§ **To be done**:
Only the pictures are to be left out; set down the rest of the records exactly.

(Named-object pointing records)
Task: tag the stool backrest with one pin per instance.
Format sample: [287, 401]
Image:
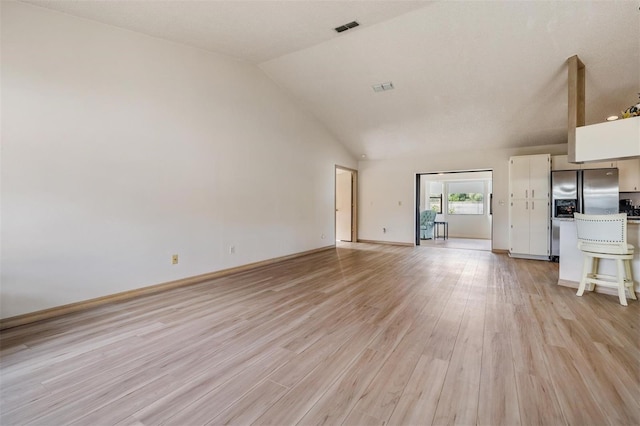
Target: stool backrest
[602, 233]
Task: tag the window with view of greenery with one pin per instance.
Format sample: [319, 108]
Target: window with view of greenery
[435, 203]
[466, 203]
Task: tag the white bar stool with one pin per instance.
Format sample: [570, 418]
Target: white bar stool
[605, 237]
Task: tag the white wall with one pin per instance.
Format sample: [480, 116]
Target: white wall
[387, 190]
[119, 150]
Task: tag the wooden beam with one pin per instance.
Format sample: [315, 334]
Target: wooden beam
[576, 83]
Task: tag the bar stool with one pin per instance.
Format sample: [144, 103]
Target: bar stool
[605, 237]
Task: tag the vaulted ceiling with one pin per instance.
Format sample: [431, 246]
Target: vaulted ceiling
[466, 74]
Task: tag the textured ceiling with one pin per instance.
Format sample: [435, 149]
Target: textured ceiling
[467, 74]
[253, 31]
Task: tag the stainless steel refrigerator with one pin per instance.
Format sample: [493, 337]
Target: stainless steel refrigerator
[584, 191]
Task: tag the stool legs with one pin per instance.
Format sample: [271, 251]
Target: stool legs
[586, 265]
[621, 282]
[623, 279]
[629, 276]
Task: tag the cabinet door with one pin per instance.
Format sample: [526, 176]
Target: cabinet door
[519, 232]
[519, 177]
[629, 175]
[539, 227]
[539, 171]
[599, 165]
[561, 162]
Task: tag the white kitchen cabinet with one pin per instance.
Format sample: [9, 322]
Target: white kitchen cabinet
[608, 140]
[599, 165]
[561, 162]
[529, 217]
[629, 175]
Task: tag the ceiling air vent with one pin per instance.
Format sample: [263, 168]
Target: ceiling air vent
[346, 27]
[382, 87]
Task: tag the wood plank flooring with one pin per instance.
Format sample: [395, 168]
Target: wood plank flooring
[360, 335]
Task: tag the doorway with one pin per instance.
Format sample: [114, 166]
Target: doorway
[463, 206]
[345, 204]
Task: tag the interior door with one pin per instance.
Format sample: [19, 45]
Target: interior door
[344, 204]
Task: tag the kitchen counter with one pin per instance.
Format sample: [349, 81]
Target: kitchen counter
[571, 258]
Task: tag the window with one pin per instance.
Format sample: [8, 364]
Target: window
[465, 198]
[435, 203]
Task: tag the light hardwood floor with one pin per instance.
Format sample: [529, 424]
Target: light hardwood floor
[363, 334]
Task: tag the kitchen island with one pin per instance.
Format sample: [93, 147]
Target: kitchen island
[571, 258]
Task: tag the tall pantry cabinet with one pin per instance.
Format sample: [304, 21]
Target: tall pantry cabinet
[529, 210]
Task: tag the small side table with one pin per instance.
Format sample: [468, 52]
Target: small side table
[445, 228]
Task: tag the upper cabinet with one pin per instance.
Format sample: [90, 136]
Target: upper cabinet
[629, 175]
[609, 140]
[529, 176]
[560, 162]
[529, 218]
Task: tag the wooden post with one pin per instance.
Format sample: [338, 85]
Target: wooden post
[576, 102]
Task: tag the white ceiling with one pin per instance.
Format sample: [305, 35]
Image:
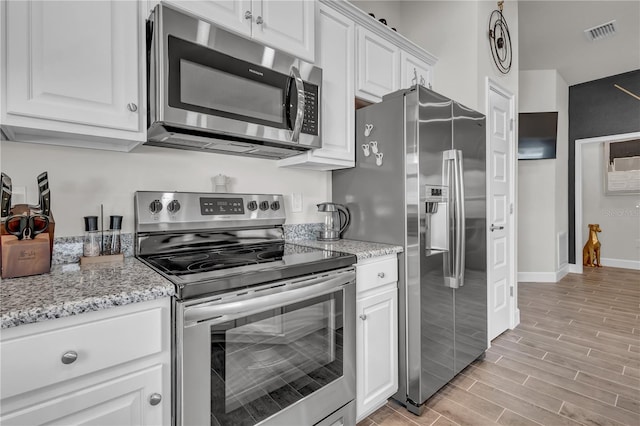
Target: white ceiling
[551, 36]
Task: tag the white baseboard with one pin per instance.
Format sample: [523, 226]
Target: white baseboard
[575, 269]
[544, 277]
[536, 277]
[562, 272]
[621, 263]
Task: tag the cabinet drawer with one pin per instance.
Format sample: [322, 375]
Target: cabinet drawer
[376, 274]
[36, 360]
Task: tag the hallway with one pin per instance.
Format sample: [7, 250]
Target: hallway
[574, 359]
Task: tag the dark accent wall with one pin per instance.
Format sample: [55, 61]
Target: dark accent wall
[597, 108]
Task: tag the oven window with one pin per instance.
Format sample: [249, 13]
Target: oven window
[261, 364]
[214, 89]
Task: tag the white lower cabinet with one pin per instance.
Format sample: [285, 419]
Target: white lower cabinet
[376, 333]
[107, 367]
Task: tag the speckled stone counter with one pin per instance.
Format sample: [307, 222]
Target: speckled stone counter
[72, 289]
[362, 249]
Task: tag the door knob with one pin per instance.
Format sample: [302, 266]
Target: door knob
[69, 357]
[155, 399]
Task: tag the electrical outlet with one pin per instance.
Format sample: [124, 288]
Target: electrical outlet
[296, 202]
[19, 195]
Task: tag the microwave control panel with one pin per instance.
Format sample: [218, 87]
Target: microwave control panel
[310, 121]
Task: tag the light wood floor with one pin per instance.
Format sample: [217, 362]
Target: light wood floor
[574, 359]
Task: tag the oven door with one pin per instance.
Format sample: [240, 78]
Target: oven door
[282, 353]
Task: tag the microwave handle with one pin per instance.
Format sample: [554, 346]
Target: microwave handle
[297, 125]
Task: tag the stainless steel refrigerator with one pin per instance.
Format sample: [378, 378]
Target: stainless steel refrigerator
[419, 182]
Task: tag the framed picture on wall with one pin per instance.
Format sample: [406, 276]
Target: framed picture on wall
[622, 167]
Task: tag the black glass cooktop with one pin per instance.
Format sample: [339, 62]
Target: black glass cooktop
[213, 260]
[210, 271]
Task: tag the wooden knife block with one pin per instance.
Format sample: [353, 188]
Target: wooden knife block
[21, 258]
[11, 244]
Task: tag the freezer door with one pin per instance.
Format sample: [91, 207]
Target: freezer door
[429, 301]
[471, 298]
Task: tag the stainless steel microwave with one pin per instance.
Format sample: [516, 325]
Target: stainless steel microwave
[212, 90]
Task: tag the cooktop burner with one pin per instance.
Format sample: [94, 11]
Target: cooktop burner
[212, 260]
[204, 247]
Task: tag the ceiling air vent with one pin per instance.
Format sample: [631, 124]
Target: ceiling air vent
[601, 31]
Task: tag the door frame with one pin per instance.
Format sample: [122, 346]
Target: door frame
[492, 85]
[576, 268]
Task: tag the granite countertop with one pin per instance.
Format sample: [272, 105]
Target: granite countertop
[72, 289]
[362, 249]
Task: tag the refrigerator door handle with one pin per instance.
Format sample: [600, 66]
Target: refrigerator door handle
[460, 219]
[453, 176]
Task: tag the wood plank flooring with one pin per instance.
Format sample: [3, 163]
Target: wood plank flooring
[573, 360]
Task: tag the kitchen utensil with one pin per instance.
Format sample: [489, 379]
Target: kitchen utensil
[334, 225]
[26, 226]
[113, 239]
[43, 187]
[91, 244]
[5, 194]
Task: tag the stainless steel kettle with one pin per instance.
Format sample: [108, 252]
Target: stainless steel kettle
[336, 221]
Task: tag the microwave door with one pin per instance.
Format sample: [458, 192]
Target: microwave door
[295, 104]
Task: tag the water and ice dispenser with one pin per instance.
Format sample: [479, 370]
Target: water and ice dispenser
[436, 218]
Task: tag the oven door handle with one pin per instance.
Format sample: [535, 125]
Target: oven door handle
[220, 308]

§ **Answer to this problem**:
Task: tag the stool backrest with one pin per instance.
Format sample: [287, 401]
Image:
Target: stool backrest
[602, 233]
Task: tag the window with view of greenery with one pin per instance.
Format sample: [319, 108]
Target: window with view of greenery
[435, 203]
[466, 203]
Task: tag the white bar stool with one pin per instance.
Format sample: [570, 418]
Target: white bar stool
[605, 237]
Task: tag the white wall with one pin per instance.
Format sample: [480, 116]
Target: white wall
[387, 190]
[119, 150]
Task: tag the wooden beam with one pin per instance.
Format sample: [315, 334]
Target: wooden beam
[576, 83]
Task: tag the bar stool with one pin per instance.
Format sample: [144, 103]
Target: bar stool
[605, 237]
Task: tag the vaulted ceiling with one pin per instance.
Format sample: [431, 246]
Target: vaulted ceiling
[466, 74]
Task: tag the textured ceiling with one pin per instance.
Format sample: [435, 149]
Target: textured ceiling
[467, 74]
[253, 31]
Task: tag the stainless steel refrigerator with one pin per instance.
Format sample: [493, 337]
Target: stainless steel refrigerator
[584, 191]
Task: tag the stool legs with one pin per instance.
Format sample: [271, 251]
Target: stool legs
[586, 265]
[621, 282]
[623, 279]
[629, 276]
Task: tag the cabinet door with one pin per instance.
Format sample: [526, 176]
Target: cabinet door
[519, 232]
[519, 177]
[629, 175]
[539, 227]
[539, 171]
[599, 165]
[561, 162]
Task: tag the white kitchen cabinet with one pin per instance.
Format sample: [9, 322]
Target: white kitchen cabinet
[608, 140]
[599, 165]
[561, 162]
[529, 217]
[629, 175]
Task: tag the ceiling air vent with one pin per instance.
Format sample: [263, 168]
Target: ceiling air vent
[346, 27]
[382, 87]
Task: tag the wood plank flooring with one pin per instance.
Format sample: [395, 168]
Target: wood plank flooring
[360, 335]
Task: tag the doorway with one pin per instance.
Format sample: [114, 166]
Target: doorway
[463, 206]
[345, 204]
Task: tag the interior door with one pin per instance.
Format sample: [19, 45]
Target: interior door
[344, 204]
Task: tag the kitchen counter with one pin per instance.
Format sample: [349, 81]
Target: kitchen counter
[571, 258]
Task: tag the window with one pin per instance.
Format sample: [8, 364]
Target: window
[465, 198]
[435, 203]
Task: tag the light hardwood floor with one pin per instance.
Format sample: [529, 424]
Target: light hardwood floor
[363, 334]
Task: tag the kitchen island with one pin per instance.
Format sample: [93, 147]
Target: kitchen island
[571, 258]
Task: tag the tall pantry cabinet with one pin per instance.
Format sample: [304, 21]
Target: tall pantry cabinet
[529, 210]
Task: tag the small side table with one pin per instance.
Format sample: [468, 52]
Target: small side table
[445, 228]
Task: tag the upper cabinet with one pin per instance.
Format sample: [90, 136]
Target: upper cabinet
[629, 175]
[609, 140]
[529, 176]
[560, 162]
[529, 218]
Task: tag the wooden post with one pin per instance.
Format sample: [338, 85]
Target: wooden post
[576, 102]
Task: tag the white ceiling with one pin per instance.
Format sample: [305, 35]
Image:
Target: white ceiling
[551, 36]
Task: tag the white baseboard with one pin per instance.
Format sample: [523, 226]
Target: white baseboard
[575, 269]
[544, 277]
[536, 277]
[562, 272]
[621, 263]
Task: tag the cabinet drawer with one pin per instance.
Format sample: [322, 375]
Target: cabinet drawer
[376, 274]
[36, 360]
Task: tag the hallway with one pin per instance.
Format sample: [7, 250]
Target: hallway
[574, 359]
Task: tag the dark accent wall with one pin per instance.
Format sample: [55, 61]
Target: dark accent wall
[597, 108]
Task: tag the oven window with one pin per instance.
Format sample: [249, 13]
Target: oven window
[261, 364]
[214, 89]
Task: tag the white lower cabinet with one pin per instance.
Format sample: [285, 419]
Target: white lower cabinet
[376, 333]
[107, 367]
Task: tag the speckled stone counter with one pin per instance.
Format sample: [307, 222]
Target: speckled stone counter
[72, 289]
[362, 249]
Task: tag the door knob with one pin per instance.
Format sample: [302, 266]
Target: door knob
[69, 357]
[155, 399]
Task: tag the electrical outlet with one pin per instance.
Format sample: [124, 288]
Target: electrical outlet
[296, 202]
[19, 195]
Task: tag the microwave control panel with one pin per instance.
Format sample: [218, 87]
Target: microwave control panel
[310, 121]
Task: tag the light wood floor with one pin per instance.
Format sample: [217, 362]
Target: light wood floor
[574, 359]
Task: tag the oven door with one pin per instance.
Format sample: [240, 78]
Target: oven door
[282, 353]
Task: tag the microwave handle with one pin per instance.
Format sample: [554, 346]
Target: microwave handle
[297, 125]
Task: tag the stainless steel refrigerator with one pin per instance.
Format sample: [378, 378]
Target: stainless steel refrigerator
[419, 182]
Task: tag the framed picture on wall with one pin per instance.
Format sample: [406, 276]
Target: framed picture on wall
[622, 167]
Task: tag the black glass cooktop with one pin per instance.
Format sample: [339, 62]
Target: black glass cooktop
[213, 260]
[210, 271]
Task: tag the wooden knife block with one pin per instance.
Format sample: [353, 188]
Target: wooden knife block
[21, 258]
[11, 244]
Task: tag the freezer door with one pin per instance.
Format sample: [91, 207]
Target: freezer door
[429, 301]
[471, 298]
Task: tag the stainless steel microwave with one pin per instance.
Format sample: [516, 325]
Target: stainless steel microwave
[212, 90]
Task: tag the cooktop burner with one pin per instance.
Format sample: [94, 11]
Target: cooktop burner
[212, 260]
[204, 247]
Task: tag the ceiling air vent with one pin per instance.
Format sample: [631, 124]
Target: ceiling air vent
[601, 31]
Task: tag the door frame with one pin per instance.
Format sample: [122, 346]
Target: door frame
[492, 85]
[576, 268]
Task: tag the granite countertop with one pin per instance.
Format sample: [272, 105]
Target: granite countertop
[72, 289]
[362, 249]
Task: tag the refrigerator door handle with one pin per instance.
Format sample: [600, 66]
Target: refrigerator door handle
[460, 219]
[453, 176]
Task: tag the wood plank flooring with one pin per instance.
Format sample: [3, 163]
Target: wood plank flooring
[573, 360]
Task: tag the kitchen utensil with one pin per instance.
Format sample: [489, 379]
Target: kitchen utensil
[334, 225]
[26, 226]
[113, 239]
[43, 187]
[91, 244]
[5, 194]
Task: tag the stainless steel kettle with one pin per instance.
Format sample: [108, 252]
Target: stainless steel kettle
[336, 221]
Task: tag the microwave door with one pin per instance.
Format sample: [458, 192]
Target: microwave door
[295, 104]
Task: tag the water and ice dispenser with one pin per instance.
Format sample: [479, 370]
Target: water and ice dispenser
[436, 218]
Task: tag the oven door handle with one pin per instance.
Format sample: [535, 125]
Target: oven door handle
[220, 308]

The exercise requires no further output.